- Excerpt to read:
^^^^^^^^^^^^^^^^

The Unitary Executive Theory


A theory developed in Reagan-era law offices holds that the president has total, exclusive control over every officer in the executive branch — a reading of the Constitution that, if fully adopted, would make DOJ independence not just politically fragile but constitutionally impermissible.


  • The unitary executive theory holds that Article II of the Constitution vests all executive power in the president, giving the president the right to direct, supervise, and remove any executive branch officer — including independent agencies and law enforcement officials — whose functions constitute executive power.
  • The theory was developed in its modern form by lawyers in the Reagan administration's Office of Legal Counsel, including future Supreme Court Justices Antonin Scalia and Samuel Alito, and has been advanced by the Federalist Society as constitutional doctrine for four decades.
  • If the strong form of the theory is correct, Congress cannot legally insulate agency heads or prosecutors from presidential removal — which would make the independent counsel statute, the current special counsel removal protections, and any future attempt to create an independent DOJ unconstitutional.

^^^^^^^^^^^^^^^^

- Short problem A:
Can you repeat the listing from its first line through the line containing "point(267, 30)", with the pictures left out?
The listing has no connection to the passage on the unitary executive theory.

^^^^^^^^^^^^^^^^

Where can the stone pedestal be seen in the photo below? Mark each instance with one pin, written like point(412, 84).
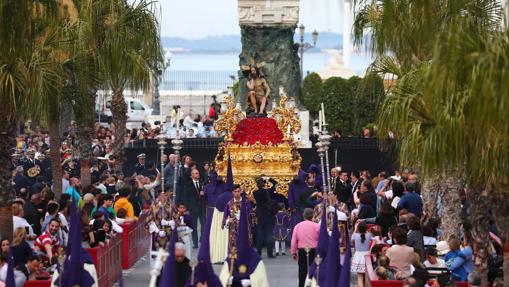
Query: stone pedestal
point(267, 30)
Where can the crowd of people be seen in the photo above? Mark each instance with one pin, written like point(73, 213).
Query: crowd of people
point(383, 214)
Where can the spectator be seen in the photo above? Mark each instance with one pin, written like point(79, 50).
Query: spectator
point(6, 245)
point(456, 260)
point(123, 202)
point(19, 221)
point(48, 242)
point(305, 235)
point(361, 239)
point(21, 250)
point(33, 212)
point(432, 260)
point(31, 267)
point(420, 271)
point(400, 254)
point(414, 236)
point(474, 279)
point(428, 237)
point(411, 201)
point(74, 190)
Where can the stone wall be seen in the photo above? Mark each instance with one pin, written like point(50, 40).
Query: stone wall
point(275, 47)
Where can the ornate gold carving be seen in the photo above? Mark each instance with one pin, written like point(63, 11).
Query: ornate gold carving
point(279, 162)
point(228, 120)
point(286, 117)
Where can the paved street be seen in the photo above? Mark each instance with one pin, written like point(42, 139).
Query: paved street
point(282, 272)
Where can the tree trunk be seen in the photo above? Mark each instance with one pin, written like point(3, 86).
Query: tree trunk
point(85, 134)
point(431, 188)
point(450, 187)
point(66, 116)
point(479, 217)
point(500, 205)
point(119, 114)
point(7, 142)
point(54, 153)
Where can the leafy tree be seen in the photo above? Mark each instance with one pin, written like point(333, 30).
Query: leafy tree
point(311, 96)
point(338, 98)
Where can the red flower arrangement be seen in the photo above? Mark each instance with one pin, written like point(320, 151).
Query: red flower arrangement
point(252, 130)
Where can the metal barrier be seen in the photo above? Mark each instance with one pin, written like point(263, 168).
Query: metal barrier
point(108, 261)
point(135, 241)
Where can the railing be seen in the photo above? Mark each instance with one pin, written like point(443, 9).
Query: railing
point(108, 261)
point(136, 241)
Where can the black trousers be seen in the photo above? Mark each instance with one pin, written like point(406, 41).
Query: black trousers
point(264, 236)
point(303, 264)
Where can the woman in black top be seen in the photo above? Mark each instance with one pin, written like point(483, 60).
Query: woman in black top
point(386, 218)
point(21, 250)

^^^^^^^^^^^^^^^^

- Short problem B:
Would you reproduce the passage on the unitary executive theory word for word, in full?

- Expected output A:
Where can the stone pedestal be seen in the photo below? Mark each instance with one pin, written like point(412, 84).
Query: stone pedestal
point(267, 30)

- Expected output B:
The Unitary Executive Theory


A theory developed in Reagan-era law offices holds that the president has total, exclusive control over every officer in the executive branch — a reading of the Constitution that, if fully adopted, would make DOJ independence not just politically fragile but constitutionally impermissible.


  • The unitary executive theory holds that Article II of the Constitution vests all executive power in the president, giving the president the right to direct, supervise, and remove any executive branch officer — including independent agencies and law enforcement officials — whose functions constitute executive power.
  • The theory was developed in its modern form by lawyers in the Reagan administration's Office of Legal Counsel, including future Supreme Court Justices Antonin Scalia and Samuel Alito, and has been advanced by the Federalist Society as constitutional doctrine for four decades.
  • If the strong form of the theory is correct, Congress cannot legally insulate agency heads or prosecutors from presidential removal — which would make the independent counsel statute, the current special counsel removal protections, and any future attempt to create an independent DOJ unconstitutional.